Raw data.
------------------------------------------------------------
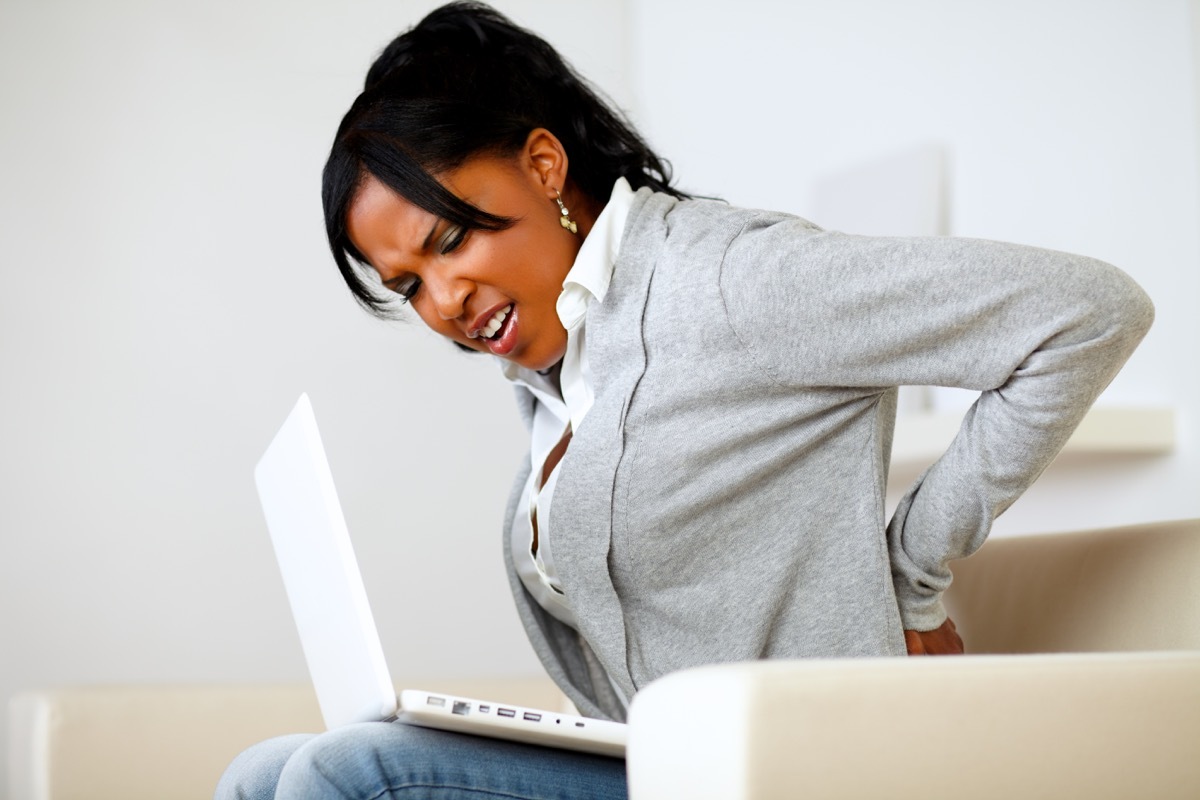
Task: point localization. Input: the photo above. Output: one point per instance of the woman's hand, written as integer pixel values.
(942, 641)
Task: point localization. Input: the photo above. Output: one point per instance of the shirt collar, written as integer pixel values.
(589, 276)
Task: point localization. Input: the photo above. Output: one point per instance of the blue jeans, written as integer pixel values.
(378, 759)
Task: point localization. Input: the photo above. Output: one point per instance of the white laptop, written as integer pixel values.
(337, 631)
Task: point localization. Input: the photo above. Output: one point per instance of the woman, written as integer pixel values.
(711, 394)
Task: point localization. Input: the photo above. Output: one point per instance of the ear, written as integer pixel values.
(546, 161)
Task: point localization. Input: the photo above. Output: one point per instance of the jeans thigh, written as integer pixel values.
(378, 759)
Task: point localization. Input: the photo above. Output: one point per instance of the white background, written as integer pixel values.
(166, 292)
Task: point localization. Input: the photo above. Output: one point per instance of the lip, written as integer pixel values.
(483, 319)
(508, 338)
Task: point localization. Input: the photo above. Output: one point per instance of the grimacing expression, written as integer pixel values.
(491, 290)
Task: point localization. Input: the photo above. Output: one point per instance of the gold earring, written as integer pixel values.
(565, 220)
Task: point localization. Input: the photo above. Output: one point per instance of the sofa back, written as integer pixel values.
(1123, 589)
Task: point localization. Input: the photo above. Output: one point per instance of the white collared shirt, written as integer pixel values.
(586, 283)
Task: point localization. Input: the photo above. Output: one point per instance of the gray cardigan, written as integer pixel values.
(723, 500)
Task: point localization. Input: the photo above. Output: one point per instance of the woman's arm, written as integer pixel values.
(1039, 334)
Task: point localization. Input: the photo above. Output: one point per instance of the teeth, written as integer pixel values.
(495, 323)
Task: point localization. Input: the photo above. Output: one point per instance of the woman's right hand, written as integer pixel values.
(942, 641)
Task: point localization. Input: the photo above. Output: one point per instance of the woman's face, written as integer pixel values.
(491, 290)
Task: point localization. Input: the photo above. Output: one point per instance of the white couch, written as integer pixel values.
(1085, 684)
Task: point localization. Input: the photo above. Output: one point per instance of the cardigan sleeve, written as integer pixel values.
(1039, 334)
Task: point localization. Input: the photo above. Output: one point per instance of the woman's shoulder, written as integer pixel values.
(702, 221)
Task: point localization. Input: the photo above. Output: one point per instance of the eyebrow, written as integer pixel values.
(425, 245)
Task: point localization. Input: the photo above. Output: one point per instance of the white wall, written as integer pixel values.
(1069, 124)
(165, 290)
(166, 294)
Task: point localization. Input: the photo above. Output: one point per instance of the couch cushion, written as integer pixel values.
(1122, 589)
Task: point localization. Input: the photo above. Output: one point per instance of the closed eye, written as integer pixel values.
(451, 239)
(405, 286)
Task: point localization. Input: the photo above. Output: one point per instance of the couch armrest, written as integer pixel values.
(148, 743)
(1090, 726)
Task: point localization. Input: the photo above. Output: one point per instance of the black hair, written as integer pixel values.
(465, 82)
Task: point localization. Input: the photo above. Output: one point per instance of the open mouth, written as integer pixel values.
(501, 332)
(492, 329)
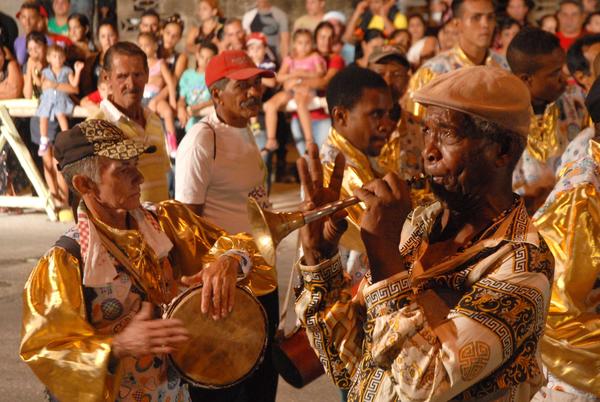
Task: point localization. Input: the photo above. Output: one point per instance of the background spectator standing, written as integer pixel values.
(11, 79)
(315, 10)
(234, 36)
(107, 36)
(81, 35)
(209, 21)
(519, 10)
(592, 23)
(57, 24)
(570, 21)
(30, 18)
(320, 121)
(194, 95)
(272, 22)
(506, 29)
(8, 31)
(171, 33)
(304, 63)
(549, 23)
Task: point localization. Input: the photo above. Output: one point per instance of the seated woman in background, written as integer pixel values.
(305, 63)
(506, 28)
(171, 35)
(305, 92)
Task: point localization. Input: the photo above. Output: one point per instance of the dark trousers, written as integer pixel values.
(261, 386)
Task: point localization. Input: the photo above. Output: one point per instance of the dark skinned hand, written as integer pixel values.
(388, 204)
(320, 238)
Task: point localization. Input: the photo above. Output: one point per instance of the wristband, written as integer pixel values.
(242, 258)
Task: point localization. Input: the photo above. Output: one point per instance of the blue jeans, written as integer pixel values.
(320, 131)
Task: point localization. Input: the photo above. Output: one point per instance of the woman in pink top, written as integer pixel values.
(305, 63)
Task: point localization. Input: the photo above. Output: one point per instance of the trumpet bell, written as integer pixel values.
(269, 228)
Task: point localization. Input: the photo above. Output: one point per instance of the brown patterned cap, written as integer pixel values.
(491, 93)
(96, 137)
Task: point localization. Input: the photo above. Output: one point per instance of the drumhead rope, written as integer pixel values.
(221, 353)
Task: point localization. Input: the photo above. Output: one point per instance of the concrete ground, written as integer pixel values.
(23, 240)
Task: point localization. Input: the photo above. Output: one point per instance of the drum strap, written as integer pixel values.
(211, 128)
(288, 294)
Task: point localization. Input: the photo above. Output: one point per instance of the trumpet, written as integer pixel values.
(270, 227)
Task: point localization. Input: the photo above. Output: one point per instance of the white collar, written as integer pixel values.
(112, 113)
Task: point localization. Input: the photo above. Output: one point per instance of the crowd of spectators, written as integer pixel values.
(306, 54)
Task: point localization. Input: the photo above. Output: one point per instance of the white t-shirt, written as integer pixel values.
(224, 180)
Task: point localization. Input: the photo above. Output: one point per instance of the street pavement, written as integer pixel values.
(24, 239)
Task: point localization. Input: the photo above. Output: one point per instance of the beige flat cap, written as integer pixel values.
(490, 93)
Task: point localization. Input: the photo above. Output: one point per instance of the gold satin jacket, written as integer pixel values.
(67, 343)
(467, 328)
(357, 172)
(569, 221)
(444, 62)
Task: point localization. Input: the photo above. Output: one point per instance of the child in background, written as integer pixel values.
(55, 102)
(549, 23)
(261, 55)
(259, 52)
(58, 81)
(305, 63)
(81, 36)
(171, 35)
(37, 47)
(193, 92)
(159, 77)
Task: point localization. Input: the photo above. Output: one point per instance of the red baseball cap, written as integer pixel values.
(234, 64)
(32, 4)
(255, 37)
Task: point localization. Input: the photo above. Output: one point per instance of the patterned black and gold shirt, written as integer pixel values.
(467, 328)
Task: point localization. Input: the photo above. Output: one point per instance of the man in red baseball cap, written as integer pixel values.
(218, 166)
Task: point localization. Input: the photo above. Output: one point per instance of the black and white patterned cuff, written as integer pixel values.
(322, 273)
(393, 292)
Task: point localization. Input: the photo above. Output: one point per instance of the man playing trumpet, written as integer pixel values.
(458, 291)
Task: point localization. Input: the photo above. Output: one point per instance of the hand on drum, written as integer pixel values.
(388, 204)
(218, 286)
(320, 238)
(145, 335)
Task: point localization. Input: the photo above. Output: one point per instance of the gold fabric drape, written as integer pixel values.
(570, 224)
(70, 355)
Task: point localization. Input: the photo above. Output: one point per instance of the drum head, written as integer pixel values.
(224, 352)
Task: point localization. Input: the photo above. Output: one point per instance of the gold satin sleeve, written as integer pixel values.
(417, 81)
(57, 342)
(351, 181)
(196, 242)
(571, 344)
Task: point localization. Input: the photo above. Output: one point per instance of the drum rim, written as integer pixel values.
(257, 363)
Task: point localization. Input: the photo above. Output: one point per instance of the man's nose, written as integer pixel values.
(431, 152)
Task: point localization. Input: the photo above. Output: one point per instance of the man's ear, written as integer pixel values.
(582, 79)
(504, 153)
(339, 116)
(84, 185)
(215, 94)
(526, 78)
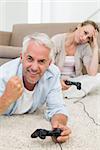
------------------------------------------------------------
Set task. Pick out each line in the records that contains the word "dark" and copy those lines.

Exercise output.
Task: point localization. Input: the photo above. Output: one point per instance of the dark trousers, written as integer pixel values.
Task: point localization. Input: the photo above. Output: one point per instance of the dark skinned hand, written as integer pixel values.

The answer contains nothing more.